__PROBLEM TO SOLVE__.
Beginning with the first line, please return the entries exactly through the line that contains "Task: point out every instance of the car hood", and leave out all later lines.

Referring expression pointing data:

----------------------------------------

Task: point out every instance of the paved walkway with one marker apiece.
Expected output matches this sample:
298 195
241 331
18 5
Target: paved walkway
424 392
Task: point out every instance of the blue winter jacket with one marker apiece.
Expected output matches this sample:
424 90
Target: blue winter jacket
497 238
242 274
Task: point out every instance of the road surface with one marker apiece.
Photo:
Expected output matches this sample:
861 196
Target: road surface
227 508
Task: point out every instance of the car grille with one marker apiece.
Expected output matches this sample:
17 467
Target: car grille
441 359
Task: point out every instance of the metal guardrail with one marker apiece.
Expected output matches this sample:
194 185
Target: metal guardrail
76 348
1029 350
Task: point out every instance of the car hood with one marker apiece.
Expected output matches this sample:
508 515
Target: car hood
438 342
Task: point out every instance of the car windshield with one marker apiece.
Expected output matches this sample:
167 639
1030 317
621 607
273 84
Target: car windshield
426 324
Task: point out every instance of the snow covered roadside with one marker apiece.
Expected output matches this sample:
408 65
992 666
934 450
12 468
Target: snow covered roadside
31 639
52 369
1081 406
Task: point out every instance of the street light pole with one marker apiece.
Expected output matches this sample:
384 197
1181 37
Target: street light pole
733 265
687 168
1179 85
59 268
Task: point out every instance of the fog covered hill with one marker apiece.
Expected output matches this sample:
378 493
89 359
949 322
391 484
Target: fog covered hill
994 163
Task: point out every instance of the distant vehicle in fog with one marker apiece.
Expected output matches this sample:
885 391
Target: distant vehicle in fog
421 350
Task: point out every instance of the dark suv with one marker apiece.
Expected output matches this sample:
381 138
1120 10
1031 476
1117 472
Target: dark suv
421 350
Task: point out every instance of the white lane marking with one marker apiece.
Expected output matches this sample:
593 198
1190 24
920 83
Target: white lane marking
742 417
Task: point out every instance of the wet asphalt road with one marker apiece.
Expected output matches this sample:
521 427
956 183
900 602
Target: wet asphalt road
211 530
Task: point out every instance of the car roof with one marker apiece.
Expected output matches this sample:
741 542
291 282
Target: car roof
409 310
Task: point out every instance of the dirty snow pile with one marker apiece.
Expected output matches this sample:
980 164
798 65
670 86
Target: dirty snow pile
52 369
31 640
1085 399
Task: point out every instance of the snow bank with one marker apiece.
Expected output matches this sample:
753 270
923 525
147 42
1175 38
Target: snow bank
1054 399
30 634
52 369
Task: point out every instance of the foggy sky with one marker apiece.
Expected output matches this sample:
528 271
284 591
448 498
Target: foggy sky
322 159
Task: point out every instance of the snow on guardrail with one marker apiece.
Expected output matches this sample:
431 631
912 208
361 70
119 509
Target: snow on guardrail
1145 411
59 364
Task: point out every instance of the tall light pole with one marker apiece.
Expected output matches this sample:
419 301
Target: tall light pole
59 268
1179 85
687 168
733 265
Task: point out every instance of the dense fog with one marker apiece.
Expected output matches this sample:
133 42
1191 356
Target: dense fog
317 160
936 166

----------------------------------------

__ANSWER TO THE PROBLEM__.
Task: point out every instance of the paved walkway with one marker apiece.
Expected output matches this sample:
298 195
241 331
18 5
Target: paved walkway
424 392
Task: point out every instance of the blue winter jacket with one marker apiece.
Expected output matches this sample:
424 90
Target: blue winter jacket
497 238
242 274
Task: point out every instance of the road surface with one marker apiece.
Photo:
Expected output matches this sample:
861 196
Target: road surface
227 508
Task: point out every instance of the car grille with one marker apiece.
Expected output matches this sample:
17 467
Target: car grille
441 359
Task: point out every instance of the metal guardrail with one marker apiece.
Expected output matches this sample:
194 185
Target: metal guardrail
76 348
1029 350
Task: point out every instance of the car hood with one marker apiece.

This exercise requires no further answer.